## Start

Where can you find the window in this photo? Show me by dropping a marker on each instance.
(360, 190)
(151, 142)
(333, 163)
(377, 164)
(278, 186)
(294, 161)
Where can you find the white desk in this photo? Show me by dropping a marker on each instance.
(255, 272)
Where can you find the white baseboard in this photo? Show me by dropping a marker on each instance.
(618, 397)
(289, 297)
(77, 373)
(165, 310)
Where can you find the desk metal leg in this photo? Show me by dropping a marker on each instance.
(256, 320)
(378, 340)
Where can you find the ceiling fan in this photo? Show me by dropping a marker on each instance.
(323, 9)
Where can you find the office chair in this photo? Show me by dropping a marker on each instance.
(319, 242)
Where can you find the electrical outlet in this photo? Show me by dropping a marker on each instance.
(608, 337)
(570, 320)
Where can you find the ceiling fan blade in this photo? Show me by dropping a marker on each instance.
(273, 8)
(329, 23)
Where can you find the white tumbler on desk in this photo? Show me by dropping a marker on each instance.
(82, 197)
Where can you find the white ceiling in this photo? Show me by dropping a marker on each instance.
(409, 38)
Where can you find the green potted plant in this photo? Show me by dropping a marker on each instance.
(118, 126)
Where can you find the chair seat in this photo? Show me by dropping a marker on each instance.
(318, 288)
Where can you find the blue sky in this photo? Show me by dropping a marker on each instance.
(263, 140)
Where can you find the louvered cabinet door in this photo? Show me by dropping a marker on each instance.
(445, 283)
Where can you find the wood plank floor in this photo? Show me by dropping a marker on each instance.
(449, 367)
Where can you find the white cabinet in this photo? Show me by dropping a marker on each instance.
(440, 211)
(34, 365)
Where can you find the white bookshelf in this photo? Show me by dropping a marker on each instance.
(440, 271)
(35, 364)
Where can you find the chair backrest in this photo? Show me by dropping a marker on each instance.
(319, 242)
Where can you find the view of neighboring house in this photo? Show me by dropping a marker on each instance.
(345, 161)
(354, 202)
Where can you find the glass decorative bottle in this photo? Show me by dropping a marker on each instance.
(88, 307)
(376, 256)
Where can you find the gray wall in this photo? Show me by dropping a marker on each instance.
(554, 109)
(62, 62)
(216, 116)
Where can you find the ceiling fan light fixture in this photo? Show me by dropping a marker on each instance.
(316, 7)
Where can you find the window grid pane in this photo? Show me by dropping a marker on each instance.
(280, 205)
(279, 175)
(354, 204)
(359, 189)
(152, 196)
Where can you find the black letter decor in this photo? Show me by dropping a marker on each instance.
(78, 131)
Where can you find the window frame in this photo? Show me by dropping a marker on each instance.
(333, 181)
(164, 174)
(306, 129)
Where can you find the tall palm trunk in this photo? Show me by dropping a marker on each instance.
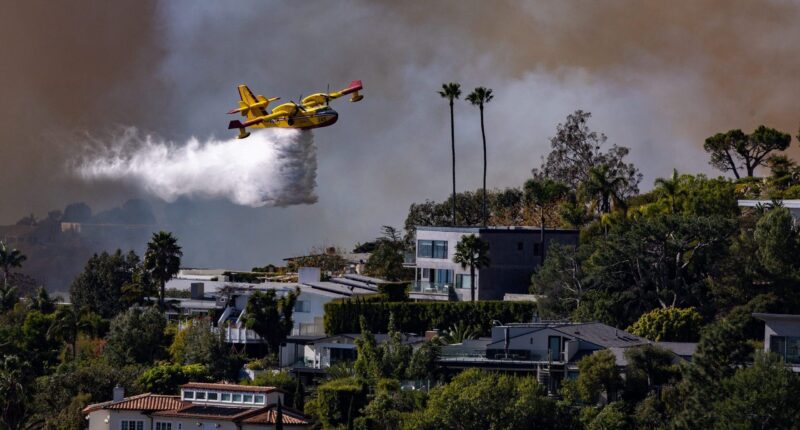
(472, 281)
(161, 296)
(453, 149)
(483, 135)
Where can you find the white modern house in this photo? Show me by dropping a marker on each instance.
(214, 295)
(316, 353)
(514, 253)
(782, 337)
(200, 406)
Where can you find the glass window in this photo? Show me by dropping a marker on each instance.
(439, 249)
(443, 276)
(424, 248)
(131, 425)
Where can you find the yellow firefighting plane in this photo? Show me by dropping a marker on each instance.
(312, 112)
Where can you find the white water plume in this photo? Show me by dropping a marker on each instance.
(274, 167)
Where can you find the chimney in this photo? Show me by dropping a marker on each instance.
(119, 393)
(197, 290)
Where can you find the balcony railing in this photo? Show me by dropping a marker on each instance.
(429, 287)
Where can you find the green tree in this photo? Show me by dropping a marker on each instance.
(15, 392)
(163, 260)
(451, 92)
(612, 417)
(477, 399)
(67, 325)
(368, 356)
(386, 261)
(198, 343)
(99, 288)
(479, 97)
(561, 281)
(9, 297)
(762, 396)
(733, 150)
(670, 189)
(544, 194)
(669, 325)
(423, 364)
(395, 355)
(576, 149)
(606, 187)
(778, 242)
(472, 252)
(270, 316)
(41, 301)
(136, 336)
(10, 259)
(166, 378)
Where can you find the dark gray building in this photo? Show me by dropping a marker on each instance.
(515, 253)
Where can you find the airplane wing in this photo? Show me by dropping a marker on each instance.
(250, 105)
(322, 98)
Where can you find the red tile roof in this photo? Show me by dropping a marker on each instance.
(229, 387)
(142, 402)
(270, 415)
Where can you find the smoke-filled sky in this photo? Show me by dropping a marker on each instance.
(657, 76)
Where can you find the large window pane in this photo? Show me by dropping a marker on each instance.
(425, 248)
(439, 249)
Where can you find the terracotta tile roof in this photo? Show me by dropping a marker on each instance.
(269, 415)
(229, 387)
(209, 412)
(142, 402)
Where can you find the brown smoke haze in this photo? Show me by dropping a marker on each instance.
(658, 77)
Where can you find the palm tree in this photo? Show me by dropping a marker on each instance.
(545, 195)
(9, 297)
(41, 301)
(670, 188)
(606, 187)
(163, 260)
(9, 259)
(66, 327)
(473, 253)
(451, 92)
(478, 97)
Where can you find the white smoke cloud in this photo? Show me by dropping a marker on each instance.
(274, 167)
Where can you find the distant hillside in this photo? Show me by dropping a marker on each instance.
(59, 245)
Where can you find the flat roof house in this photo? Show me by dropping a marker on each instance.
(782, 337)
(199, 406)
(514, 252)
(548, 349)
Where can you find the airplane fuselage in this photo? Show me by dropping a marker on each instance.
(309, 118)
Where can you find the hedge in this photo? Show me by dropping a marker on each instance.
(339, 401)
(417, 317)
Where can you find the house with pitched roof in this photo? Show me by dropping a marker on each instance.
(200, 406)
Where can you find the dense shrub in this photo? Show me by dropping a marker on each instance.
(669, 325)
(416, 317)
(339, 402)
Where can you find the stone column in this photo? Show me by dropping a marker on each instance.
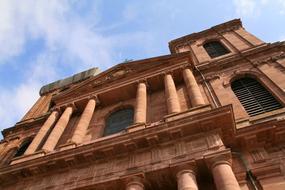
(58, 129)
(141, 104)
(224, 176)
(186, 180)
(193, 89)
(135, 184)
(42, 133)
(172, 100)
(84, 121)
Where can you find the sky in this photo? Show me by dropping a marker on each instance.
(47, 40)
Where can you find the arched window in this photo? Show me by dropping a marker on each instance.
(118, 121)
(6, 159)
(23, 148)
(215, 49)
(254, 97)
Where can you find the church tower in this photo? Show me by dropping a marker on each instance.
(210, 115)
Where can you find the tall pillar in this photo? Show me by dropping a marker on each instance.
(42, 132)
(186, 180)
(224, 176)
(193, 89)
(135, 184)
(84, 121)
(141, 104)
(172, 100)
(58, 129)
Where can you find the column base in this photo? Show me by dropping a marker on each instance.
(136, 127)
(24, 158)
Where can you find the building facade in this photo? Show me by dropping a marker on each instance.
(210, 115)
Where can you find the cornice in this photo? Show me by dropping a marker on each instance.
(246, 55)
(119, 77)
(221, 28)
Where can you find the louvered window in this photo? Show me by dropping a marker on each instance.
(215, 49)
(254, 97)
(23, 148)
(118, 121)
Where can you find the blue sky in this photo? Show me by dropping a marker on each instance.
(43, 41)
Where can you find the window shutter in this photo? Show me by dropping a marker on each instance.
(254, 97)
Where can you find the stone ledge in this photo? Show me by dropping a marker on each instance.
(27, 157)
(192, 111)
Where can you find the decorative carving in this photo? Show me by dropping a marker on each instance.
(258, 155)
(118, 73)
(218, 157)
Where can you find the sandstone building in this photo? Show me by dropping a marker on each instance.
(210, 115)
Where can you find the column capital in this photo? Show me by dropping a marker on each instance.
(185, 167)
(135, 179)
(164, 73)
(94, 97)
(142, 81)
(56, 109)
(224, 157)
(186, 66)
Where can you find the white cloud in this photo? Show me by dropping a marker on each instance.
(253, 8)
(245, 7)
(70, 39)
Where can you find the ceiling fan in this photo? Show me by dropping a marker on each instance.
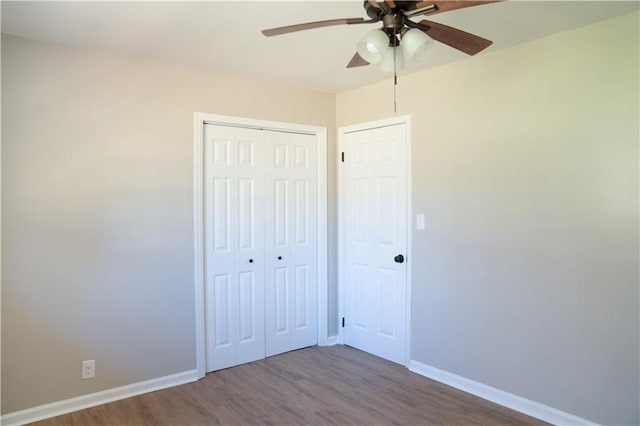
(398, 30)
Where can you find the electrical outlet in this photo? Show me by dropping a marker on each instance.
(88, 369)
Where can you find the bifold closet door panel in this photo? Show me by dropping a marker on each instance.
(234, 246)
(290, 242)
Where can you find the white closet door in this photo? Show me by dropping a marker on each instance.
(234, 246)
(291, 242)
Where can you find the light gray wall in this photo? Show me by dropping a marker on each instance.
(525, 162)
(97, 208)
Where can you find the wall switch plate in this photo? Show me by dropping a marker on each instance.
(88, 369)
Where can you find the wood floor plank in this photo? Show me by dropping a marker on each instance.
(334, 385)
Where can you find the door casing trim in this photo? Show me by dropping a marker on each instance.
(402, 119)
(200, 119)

## End
## Start

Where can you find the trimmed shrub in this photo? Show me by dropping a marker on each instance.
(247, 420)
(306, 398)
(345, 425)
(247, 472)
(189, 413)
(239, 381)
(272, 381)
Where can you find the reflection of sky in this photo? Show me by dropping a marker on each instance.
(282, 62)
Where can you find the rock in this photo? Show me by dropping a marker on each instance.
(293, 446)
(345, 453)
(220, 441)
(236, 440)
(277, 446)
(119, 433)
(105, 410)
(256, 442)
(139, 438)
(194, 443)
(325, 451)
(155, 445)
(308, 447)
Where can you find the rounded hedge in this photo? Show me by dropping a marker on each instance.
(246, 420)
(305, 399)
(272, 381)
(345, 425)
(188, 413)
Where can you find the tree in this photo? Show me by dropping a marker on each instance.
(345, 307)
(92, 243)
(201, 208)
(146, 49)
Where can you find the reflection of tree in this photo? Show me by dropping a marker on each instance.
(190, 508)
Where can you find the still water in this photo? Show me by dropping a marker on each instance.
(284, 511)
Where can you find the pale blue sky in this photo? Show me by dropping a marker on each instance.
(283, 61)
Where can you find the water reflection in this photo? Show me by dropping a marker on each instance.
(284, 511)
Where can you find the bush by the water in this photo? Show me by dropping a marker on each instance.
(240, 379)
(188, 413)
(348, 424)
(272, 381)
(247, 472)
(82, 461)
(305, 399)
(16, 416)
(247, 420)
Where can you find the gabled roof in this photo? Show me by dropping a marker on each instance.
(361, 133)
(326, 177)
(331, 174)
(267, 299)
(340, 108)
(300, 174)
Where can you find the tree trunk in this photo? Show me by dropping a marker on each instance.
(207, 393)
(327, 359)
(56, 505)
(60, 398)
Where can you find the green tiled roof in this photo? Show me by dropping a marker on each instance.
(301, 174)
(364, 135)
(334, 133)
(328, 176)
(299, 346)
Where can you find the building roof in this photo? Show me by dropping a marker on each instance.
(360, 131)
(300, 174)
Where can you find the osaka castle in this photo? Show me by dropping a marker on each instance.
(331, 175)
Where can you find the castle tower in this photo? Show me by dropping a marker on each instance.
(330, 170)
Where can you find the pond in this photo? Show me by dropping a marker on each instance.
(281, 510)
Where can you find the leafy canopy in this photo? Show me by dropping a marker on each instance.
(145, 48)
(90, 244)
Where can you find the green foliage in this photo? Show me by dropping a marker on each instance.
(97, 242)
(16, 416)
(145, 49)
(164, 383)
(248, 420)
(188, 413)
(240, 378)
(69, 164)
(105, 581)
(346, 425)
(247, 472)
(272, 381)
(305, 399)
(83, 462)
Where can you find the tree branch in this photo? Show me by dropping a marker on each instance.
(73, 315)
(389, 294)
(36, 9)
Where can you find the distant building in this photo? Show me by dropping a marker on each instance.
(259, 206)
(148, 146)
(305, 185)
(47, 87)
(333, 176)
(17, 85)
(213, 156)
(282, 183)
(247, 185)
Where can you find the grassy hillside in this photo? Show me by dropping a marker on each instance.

## End
## Start

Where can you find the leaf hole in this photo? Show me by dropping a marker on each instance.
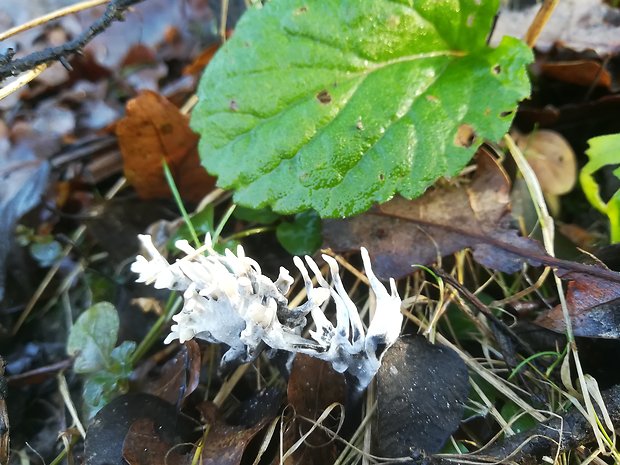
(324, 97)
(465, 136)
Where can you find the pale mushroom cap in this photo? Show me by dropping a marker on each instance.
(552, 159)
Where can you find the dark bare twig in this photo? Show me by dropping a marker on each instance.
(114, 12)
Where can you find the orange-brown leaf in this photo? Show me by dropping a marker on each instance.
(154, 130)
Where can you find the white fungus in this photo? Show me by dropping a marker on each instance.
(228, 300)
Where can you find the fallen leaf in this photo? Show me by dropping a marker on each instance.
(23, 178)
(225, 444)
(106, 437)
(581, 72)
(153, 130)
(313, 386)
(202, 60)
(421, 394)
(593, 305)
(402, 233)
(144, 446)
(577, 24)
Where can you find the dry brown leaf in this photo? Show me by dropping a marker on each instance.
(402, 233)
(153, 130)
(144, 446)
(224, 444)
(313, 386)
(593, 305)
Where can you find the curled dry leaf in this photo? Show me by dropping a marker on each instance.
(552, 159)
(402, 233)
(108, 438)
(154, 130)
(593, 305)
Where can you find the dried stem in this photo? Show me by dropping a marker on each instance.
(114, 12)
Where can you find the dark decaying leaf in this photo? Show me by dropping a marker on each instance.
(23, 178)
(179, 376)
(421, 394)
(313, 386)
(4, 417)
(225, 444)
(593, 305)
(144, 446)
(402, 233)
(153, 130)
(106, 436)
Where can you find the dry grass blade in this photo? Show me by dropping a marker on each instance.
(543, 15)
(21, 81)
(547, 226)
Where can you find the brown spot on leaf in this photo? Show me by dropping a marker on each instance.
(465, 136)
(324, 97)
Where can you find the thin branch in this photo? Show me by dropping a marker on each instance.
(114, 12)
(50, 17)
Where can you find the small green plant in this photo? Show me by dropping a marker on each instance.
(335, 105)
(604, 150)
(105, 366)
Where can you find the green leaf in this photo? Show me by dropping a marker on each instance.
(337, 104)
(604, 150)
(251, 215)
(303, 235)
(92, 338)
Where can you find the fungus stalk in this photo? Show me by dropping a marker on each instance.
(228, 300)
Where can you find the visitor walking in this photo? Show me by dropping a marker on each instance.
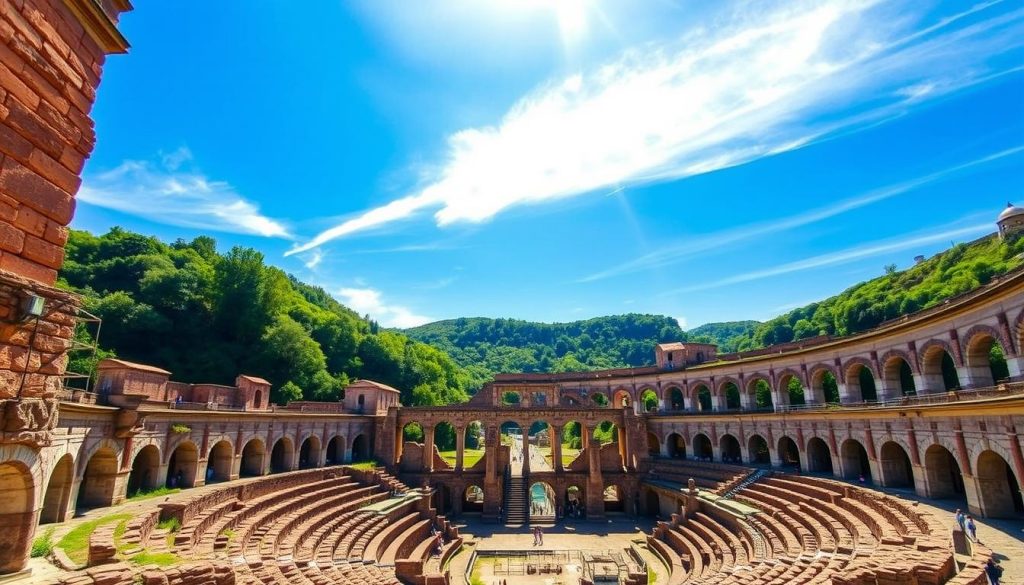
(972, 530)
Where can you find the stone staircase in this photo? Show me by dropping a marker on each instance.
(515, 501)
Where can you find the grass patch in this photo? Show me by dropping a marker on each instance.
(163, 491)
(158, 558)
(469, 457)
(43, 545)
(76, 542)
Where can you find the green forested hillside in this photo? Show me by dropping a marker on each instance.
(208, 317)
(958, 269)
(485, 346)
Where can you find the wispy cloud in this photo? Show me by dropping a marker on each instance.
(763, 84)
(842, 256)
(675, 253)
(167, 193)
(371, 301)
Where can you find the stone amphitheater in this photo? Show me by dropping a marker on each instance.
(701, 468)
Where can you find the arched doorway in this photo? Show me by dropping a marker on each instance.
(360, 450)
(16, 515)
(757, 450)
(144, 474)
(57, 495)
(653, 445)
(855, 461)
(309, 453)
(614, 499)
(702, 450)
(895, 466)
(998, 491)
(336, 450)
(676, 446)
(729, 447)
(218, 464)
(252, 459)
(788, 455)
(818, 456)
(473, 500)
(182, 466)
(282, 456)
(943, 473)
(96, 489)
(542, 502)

## End

### AIM OF THE EXERCISE
Count the lines in the listing above that contain the string "fungus", treating uppercase and lowercase as different, and reply with the number alone.

### ANSWER
2